There have been, in my opinion, much uglier cases involving sports figures -- the O.J. Simpson and Rae Carruth murder trials, the Aaron Hernandez mess, the Miami Dolphins' locker-room hazing/bullying, and the Coach Jerry Sandusky child molestation over a long number of years.
Yes, Michael Sam might face some locker-room challenges, might have to deal with teammates -- or opposing players -- with things to say or pranks to play. The "jokes" are already going public.
But a young man who has been living a gay life most likely already has faced those type challenges. If he was afraid, he would not have made this public. He must feel that being open and honest is the best way to face this in the NFL.
No pulling offensive guard or tackle going to block Michael Sam is going to stop and ask him if it's true that he's gay. Nor is Michael Sam, after a sack, going to ask the quarterback, "How does it feel to be sacked by a gay guy?"
Now the tackle or back that he slips past to get the sack might hear it from his teammates, but -- as I noted about the Dolphins -- we've seen what kidding around can lead to on a football team.
So you'd hope these players would be grown up about this, as much as NFL players grow up.
We know there have been gay players in the NFL, and in the NBA, and in Major League Baseball. But we always found out afterward. Again, did you hear of any incidents involving those players?

════════════════

**Things to do:**
1: Condense the paragraph of the Michael Sam commentary beginning "But a young man who has been living" into a single shorter sentence that keeps its main points.
2: Duplicate everything in the Michael Sam commentary from "There have been, in" down to "already going public.".

════════════════

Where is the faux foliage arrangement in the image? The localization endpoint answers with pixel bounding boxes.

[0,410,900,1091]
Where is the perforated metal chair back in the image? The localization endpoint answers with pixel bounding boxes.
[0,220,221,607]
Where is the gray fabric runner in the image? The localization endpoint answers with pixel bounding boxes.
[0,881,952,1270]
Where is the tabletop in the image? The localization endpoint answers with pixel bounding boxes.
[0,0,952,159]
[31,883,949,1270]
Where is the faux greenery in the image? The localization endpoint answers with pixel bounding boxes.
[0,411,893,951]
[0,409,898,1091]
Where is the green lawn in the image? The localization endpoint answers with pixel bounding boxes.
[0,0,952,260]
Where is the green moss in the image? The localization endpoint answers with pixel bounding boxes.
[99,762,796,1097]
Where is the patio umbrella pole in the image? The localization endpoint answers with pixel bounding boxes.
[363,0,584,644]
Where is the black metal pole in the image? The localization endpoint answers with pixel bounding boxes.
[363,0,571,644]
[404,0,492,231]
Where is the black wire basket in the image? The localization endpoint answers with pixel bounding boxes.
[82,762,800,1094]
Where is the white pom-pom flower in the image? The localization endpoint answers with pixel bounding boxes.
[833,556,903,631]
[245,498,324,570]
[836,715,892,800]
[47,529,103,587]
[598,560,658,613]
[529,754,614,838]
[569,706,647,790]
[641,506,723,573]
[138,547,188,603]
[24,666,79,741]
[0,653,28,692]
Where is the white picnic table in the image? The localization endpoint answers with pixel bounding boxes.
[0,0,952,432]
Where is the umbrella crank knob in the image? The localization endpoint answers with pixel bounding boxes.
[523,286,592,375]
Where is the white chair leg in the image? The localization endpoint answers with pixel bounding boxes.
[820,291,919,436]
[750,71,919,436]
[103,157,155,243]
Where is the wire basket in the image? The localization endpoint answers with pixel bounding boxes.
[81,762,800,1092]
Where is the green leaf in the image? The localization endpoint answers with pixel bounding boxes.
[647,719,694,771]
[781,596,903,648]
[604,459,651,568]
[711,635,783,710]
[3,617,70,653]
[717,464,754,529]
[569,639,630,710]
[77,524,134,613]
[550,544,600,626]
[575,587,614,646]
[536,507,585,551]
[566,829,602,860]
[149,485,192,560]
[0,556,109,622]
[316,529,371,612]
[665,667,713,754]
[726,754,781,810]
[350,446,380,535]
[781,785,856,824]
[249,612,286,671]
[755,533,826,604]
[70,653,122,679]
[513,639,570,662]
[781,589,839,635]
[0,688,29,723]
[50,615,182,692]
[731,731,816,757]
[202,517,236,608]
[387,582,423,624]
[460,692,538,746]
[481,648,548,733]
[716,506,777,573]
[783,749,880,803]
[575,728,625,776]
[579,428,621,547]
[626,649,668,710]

════════════════

**Responses:**
1: A young man living a gay life has probably faced such challenges already, and by going public he shows he is not afraid and believes openness is the best way to meet them in the NFL.

2:
There have been, in my opinion, much uglier cases involving sports figures -- the O.J. Simpson and Rae Carruth murder trials, the Aaron Hernandez mess, the Miami Dolphins' locker-room hazing/bullying, and the Coach Jerry Sandusky child molestation over a long number of years.
Yes, Michael Sam might face some locker-room challenges, might have to deal with teammates -- or opposing players -- with things to say or pranks to play. The "jokes" are already going public.